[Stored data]
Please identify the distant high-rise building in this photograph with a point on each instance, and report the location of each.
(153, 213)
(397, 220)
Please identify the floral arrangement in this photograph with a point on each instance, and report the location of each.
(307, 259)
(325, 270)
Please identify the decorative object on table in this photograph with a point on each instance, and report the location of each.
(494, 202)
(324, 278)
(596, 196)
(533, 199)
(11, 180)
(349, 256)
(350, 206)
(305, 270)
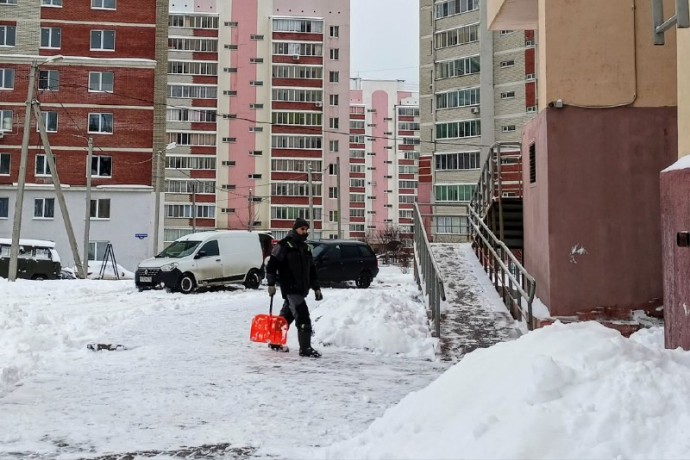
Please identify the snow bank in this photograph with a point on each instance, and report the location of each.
(564, 391)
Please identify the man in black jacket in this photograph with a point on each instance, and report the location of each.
(291, 259)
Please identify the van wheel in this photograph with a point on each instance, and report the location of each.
(363, 280)
(186, 285)
(253, 279)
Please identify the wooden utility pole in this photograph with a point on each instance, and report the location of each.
(311, 199)
(87, 214)
(21, 180)
(58, 188)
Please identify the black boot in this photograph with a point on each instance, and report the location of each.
(305, 349)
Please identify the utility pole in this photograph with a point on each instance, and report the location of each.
(337, 176)
(87, 214)
(193, 206)
(311, 199)
(58, 187)
(21, 180)
(250, 205)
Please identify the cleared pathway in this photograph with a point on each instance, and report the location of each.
(473, 315)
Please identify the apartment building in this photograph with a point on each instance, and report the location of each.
(96, 64)
(383, 172)
(594, 153)
(257, 97)
(477, 87)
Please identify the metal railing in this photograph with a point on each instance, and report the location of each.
(430, 274)
(513, 283)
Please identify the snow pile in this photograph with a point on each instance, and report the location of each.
(564, 391)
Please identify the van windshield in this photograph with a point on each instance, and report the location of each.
(179, 249)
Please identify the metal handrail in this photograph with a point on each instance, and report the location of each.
(503, 264)
(430, 273)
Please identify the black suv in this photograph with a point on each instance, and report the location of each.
(344, 260)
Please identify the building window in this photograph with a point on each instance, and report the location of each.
(50, 37)
(103, 4)
(6, 78)
(42, 166)
(102, 40)
(44, 208)
(4, 208)
(100, 209)
(101, 123)
(5, 164)
(532, 163)
(97, 250)
(49, 121)
(48, 80)
(101, 82)
(6, 120)
(8, 35)
(102, 166)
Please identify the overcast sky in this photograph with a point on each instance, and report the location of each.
(385, 40)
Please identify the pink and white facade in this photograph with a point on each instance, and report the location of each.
(384, 157)
(263, 89)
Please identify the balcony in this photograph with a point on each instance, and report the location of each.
(513, 14)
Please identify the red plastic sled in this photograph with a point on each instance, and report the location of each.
(269, 329)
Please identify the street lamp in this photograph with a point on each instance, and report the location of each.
(21, 180)
(157, 189)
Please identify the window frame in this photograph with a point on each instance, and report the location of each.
(51, 38)
(101, 116)
(102, 40)
(44, 208)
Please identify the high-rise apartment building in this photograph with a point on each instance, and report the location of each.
(383, 159)
(97, 65)
(257, 111)
(477, 87)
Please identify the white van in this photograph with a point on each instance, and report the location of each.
(204, 259)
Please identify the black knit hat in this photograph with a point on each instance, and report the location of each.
(299, 222)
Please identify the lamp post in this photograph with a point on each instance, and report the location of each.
(23, 158)
(158, 185)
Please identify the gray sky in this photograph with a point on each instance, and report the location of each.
(385, 40)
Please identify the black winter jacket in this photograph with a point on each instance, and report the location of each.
(291, 260)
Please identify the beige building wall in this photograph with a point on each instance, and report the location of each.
(618, 49)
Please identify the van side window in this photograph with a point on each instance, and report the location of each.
(366, 251)
(350, 252)
(210, 248)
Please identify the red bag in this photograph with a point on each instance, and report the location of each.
(268, 328)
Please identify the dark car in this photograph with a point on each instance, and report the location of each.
(344, 260)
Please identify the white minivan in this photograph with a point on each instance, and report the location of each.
(205, 259)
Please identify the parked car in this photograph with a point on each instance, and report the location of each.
(344, 260)
(204, 259)
(37, 259)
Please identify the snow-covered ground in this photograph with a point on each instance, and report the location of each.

**Goal**
Write the lines out verbatim, from the one with "Please identify the black winter" through the last line of the entries, and stop there.

**Task answer**
Please identify the black winter jacket in this photograph with a point on each instance, and report the location of each.
(291, 260)
Please identify the beige building wall in this photograph with a point on each instance, and report the location of each.
(618, 49)
Please identify the van side window in this photograph with a point on each instance, and report the location of each.
(366, 251)
(350, 252)
(210, 248)
Please identify the red bag in this photograph with a point on each instance, and report the location of each.
(268, 328)
Please identify the dark car in this photograph with a point on each instance, and report the location of each.
(344, 260)
Please identify the white minivan in this photograph with a point on each instance, and report the location of each.
(205, 259)
Please identify the parked car in this photograph with a point on each instance, and report the location of each.
(344, 260)
(204, 259)
(37, 259)
Please identify the snow-covered ground in this photograph with a point on each instance, and report the location of each.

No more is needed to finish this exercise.